▸ **The request**
Report every line in the items below that contains the string "gray", matching case exactly.

▸ **Data lines**

******************************

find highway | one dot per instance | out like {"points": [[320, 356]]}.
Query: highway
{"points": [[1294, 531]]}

******************************

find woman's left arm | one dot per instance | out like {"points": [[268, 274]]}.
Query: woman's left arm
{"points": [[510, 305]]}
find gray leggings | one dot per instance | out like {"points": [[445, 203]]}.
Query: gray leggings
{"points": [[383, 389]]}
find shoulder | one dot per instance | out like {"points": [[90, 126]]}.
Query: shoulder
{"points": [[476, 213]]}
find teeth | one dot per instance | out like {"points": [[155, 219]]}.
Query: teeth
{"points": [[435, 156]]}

******************************

▸ **Reply**
find gray leggings | one dot per instance | out like {"points": [[445, 203]]}.
Query: gray leggings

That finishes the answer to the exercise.